==== Source

You can apply validation and transformations on the server response (on client side). Instead of using the dto property, you need to use the responseDto (both can be used at the same time).

export const AUTH_CONTROLLER_DEFINITION = {
  getName: () => "auth",
  endpoints: {
    login: {
      method: EndpointMethod.POST,
      getPath: () => "login",
      dto: LOGIN_DTO, // LOGIN_DTO is a Zod schema
      responseDto: Zod.object({
        token: string(),
        user: USER_SCHEMA, // USER_SCHEMA is a Zod schema
      }),
    },
  },
} as const satisfies ControllerDefinition;

Using endpoints in the NestJS project​

Once you have endpoints defined, you can reference them on your NestJS project.

NestFlux offers the @Endpoint custom decorator that automatically detects the endpoint configuration of a specific EndpointDefinition. See the example below:

// We import controller definitions
import { CONTROLLERS, getController } from "@shared/api-definition";
import { Controller } from "@nestjs/common";
// We import the @Endpoint decorator
import { Endpoint } from "@core/decorators/endpoints/endpoint.decorator";

// To define the controller, we simply use the 'getController' method and provide the desired controller
@Controller(getController(CONTROLLERS.auth))
export class AuthController {
  private constructor() {}

  // We use the @Endpoint decorator.
  // - Providing the AUTH controller (CONTROLLERS.auth)
  // - We indicate which endpoint we are referencing ("login").
  @Endpoint(CONTROLLERS.auth, "login")
  login() {
    return "Logged in";
  }
}

Reading request data​

In order to read request data we can use the NestFlux @ValidatedBody decorator. It ensures request data comply with the expected schema (defined in the dto field of the endpoint definition). If transformations are defined they are also applied. If either validation or transformation fails, the request is rejected with HTTP 400 (Bad Request).

Example:

@Controller(getController(CONTROLLERS.auth))
export class AuthController {
  private constructor() {}

  @Endpoint(CONTROLLERS.auth, "login")
  login(
    @ValidatedBody(CONTROLLERS.auth, "login") // Here we use the @ValidatedBody decorator, specifying the controller and the endpoint
    loginDto: InferEndpointDTO<typeof CONTROLLERS.auth, "login"> // Then, for TS inference, we use The InferEndpointDTO type.

========

■ **Prompt 1**
Decide whether each statement agrees with the NestFlux excerpt above: (a) dto and responseDto can be used together on one endpoint; (b) when validation or transformation fails under @ValidatedBody, the request is rejected with HTTP 404; (c) the @Endpoint decorator detects an endpoint's configuration on its own. Answer yes or no for each, quoting the deciding words of the excerpt.

==== Data excerpts

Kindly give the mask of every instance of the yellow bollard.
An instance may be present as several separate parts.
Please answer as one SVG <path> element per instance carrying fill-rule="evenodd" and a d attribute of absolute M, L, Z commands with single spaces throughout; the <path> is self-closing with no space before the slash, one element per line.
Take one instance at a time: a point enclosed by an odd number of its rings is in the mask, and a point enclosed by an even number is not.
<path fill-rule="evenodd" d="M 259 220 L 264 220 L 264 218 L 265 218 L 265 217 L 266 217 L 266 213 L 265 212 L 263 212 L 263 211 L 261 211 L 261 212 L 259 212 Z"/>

========

■ **Prompt 2**
Quote every line of the rows in Block 1 word for word, in their original order.

■ **Correct response 1**
(a) Yes: "both can be used at the same time"
(b) No: "the request is rejected with HTTP 400 (Bad Request)"
(c) Yes: "automatically detects the endpoint configuration of a specific EndpointDefinition"

■ **Correct response 2**
Kindly give the mask of every instance of the yellow bollard.
An instance may be present as several separate parts.
Please answer as one SVG <path> element per instance carrying fill-rule="evenodd" and a d attribute of absolute M, L, Z commands with single spaces throughout; the <path> is self-closing with no space before the slash, one element per line.
Take one instance at a time: a point enclosed by an odd number of its rings is in the mask, and a point enclosed by an even number is not.
<path fill-rule="evenodd" d="M 259 220 L 264 220 L 264 218 L 265 218 L 265 217 L 266 217 L 266 213 L 265 212 L 263 212 L 263 211 L 261 211 L 261 212 L 259 212 Z"/>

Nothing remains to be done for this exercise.